• **PROBLEM DETAILS**
Shift every coordinate in the answers by -60, and write out the records from the start through the line containing "213], [274, 223]]", with the requests kept and the pictures left out.

**** GIVEN DATA

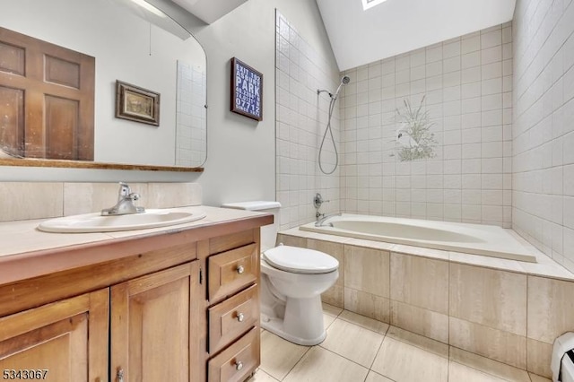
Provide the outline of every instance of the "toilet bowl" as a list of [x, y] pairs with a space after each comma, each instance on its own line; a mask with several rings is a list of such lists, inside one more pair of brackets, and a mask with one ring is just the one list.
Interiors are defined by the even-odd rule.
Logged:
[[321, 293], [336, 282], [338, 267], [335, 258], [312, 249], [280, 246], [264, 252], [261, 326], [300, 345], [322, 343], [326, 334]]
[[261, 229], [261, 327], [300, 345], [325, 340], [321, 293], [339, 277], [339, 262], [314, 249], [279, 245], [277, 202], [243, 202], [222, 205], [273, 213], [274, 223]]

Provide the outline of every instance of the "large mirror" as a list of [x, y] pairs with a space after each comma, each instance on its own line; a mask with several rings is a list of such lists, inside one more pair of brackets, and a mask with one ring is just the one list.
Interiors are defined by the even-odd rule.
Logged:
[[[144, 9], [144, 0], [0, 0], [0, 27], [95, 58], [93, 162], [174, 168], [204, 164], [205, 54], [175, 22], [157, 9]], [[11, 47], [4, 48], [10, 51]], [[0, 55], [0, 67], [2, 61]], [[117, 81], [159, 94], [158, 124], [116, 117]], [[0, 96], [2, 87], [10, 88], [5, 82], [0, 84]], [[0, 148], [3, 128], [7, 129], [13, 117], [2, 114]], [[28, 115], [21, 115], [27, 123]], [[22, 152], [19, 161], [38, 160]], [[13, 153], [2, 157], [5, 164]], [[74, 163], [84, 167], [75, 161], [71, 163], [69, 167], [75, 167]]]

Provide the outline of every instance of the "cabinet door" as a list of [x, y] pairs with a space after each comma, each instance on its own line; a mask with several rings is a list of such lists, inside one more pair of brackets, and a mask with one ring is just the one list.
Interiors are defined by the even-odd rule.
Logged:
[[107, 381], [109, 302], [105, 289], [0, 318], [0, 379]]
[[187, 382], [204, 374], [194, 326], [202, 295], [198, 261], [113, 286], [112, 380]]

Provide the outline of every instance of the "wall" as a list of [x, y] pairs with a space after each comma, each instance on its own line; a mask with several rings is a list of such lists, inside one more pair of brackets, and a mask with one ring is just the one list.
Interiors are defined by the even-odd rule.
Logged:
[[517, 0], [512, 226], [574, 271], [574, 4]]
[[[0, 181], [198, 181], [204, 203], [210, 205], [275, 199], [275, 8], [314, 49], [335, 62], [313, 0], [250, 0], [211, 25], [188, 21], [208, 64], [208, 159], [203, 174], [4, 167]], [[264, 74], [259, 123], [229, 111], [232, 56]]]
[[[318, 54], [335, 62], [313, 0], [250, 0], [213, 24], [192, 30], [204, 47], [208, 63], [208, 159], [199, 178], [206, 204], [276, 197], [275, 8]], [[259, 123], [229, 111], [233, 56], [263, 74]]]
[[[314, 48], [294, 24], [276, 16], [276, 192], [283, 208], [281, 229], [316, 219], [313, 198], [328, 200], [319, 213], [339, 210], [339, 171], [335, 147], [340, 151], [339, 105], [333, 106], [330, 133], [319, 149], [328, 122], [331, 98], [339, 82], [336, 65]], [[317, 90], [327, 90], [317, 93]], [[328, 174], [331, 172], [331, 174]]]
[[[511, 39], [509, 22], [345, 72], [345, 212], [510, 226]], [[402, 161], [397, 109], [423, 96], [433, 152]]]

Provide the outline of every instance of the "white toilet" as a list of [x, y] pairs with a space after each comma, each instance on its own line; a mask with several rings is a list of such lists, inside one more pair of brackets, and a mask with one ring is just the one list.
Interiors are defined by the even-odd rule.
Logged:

********

• **EXERCISE OUTPUT**
Provide the outline of every instance of the "toilet bowl" as a list of [x, y] pairs with a space after each comma, each instance on its own line; a mask with several rings is a list of such lists, inside one more pair of brackets, and a mask with one ring is just the one list.
Interiors are defined by the even-odd rule.
Logged:
[[261, 233], [276, 222], [278, 207], [275, 198], [252, 189], [220, 186], [204, 192], [201, 266], [240, 285], [262, 283], [266, 274]]
[[201, 169], [201, 267], [240, 285], [265, 280], [261, 233], [279, 217], [279, 202], [254, 189], [219, 185], [217, 142], [183, 142], [162, 145], [213, 153], [214, 163]]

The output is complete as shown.